Parts of the exercise.
A. Decide whether each statement agrees with the article on Cape Coast Castle. Answer yes or no for each, and quote the exact words from the article that settle it. (i) Cape Coast Castle was the center of the British trans-Atlantic slave trade from 1664 to 1807. (ii) Cape Coast Castle lies about 200 miles from Accra. (iii) The writer stood in the castle's dungeons with family two years before.
B. Write what follows the final sentence of the article on Cape Coast Castle.

Document segment.
•••••

During their recent trip to Ghana, President Barack Obama and his family walked in the footsteps of Africans who boarded ships that would carry them to slavery in the New World.
Obama, born to a Kenyan father and a white mother from Kansas, called the tour of Cape Coast Castle bittersweet, recognizing the sadness of its history while acknowledging the former slave fortress as the place "where the journey of much of the African-American experience began."
Cape Coast Castle, about 100 miles from Accra, was the center of the British trans-Atlantic slave trade from 1664 to 1807. Millions of captive Africans, swept from their villages and herded like cattle for hundreds of miles, were brought to this coastal fortress to await their voyage to the Americas.
Like First Lady Michelle Obama and most other African-Americans, I am a descendant of slaves who were shipped from ports such as this. Two years ago, my family and I also stood in the dark dungeons at Cape Coast Castle and tried to imagine the unimaginable.

•••••

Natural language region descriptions

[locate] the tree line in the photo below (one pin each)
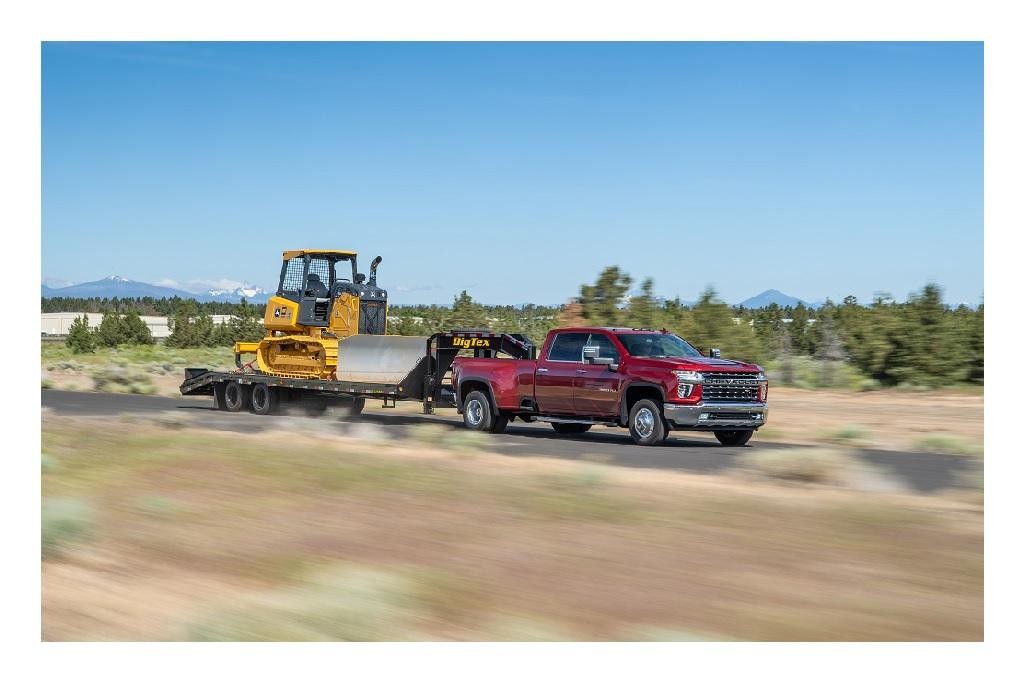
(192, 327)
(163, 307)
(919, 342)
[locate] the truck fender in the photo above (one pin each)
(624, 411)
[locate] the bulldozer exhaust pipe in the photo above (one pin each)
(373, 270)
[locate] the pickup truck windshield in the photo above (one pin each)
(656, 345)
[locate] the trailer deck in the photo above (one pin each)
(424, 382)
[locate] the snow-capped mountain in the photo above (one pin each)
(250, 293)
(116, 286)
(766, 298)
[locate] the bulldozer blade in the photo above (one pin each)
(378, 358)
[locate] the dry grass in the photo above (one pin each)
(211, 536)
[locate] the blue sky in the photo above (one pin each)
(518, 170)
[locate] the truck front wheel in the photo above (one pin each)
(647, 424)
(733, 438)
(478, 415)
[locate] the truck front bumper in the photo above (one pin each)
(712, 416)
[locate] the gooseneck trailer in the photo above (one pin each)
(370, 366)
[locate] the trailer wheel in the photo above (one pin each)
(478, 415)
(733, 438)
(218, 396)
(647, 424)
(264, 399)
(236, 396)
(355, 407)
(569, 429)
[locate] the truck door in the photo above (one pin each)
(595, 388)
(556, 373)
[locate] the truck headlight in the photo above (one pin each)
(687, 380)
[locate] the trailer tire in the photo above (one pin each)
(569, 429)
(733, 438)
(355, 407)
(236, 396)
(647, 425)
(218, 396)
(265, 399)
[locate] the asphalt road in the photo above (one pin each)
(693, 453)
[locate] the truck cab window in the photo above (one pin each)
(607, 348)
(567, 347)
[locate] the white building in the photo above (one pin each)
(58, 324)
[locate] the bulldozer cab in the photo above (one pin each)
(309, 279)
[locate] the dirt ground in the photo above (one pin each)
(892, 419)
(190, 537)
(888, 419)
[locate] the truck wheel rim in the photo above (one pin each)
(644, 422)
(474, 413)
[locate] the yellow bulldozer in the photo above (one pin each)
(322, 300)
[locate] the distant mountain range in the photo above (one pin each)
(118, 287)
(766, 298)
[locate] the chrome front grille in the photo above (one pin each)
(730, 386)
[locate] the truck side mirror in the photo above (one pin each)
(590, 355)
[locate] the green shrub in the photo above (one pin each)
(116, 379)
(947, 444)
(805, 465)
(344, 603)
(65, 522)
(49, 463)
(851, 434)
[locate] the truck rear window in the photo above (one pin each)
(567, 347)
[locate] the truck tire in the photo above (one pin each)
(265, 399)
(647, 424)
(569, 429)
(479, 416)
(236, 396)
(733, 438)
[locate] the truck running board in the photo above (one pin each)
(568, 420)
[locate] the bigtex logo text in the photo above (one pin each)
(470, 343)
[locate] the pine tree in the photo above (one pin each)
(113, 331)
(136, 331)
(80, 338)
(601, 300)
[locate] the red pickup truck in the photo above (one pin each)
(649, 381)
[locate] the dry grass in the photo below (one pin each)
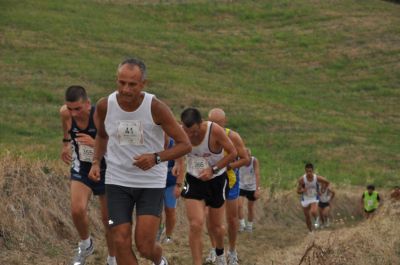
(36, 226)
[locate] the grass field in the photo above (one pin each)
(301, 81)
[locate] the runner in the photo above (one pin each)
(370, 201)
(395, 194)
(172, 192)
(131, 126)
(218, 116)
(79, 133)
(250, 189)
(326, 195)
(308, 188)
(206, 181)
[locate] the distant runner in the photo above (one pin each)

•••••

Solved problems.
A.
(i) Yes: "Cape Coast Castle, about 100 miles from Accra, was the center of the British trans-Atlantic slave trade from 1664 to 1807."
(ii) No: "Cape Coast Castle, about 100 miles from Accra"
(iii) Yes: "Two years ago, my family and I also stood in the dark dungeons at Cape Coast Castle and tried to imagine the unimaginable."

B.
In our minds, we pictured our ancestors held captive for months in this inhumane place -- a thousand men crammed inside, forced to stand shackled at the ankles and bound to each other with wooden planks, until they collapsed in the sweltering heat.
The only daylight came through a single opening in the ceiling from which the captives undoubtedly prayed for a cool breeze from the ocean just outside the fortress gate. I tried to breathe in the smell of disease and death. But after hundreds of years and two excavations to remove loads of human bones and decay, the odor had disappeared.
I slid my feet across the smooth ground -- rock or concrete, I thought. I learned that we were standing on mounds of hardened excrement, human waste that covered the dungeon floor and walls. There had been no toilets for the slaves, only a channel in the middle that overflowed with urine and feces.
We walked across the courtyard, to an even worse place. The "condemned cell" had a skull and crossbones carved above the entrance. There were no windows in this small dungeon, only a door that, once shut, would not reopen until everyone inside -- deprived of food, water and ventilation -- had died. The walls are covered with marks from where they futilely tried to claw themselves free. This was the punishment for those who had fought back, who refused orders or who had plotted to regain their freedom.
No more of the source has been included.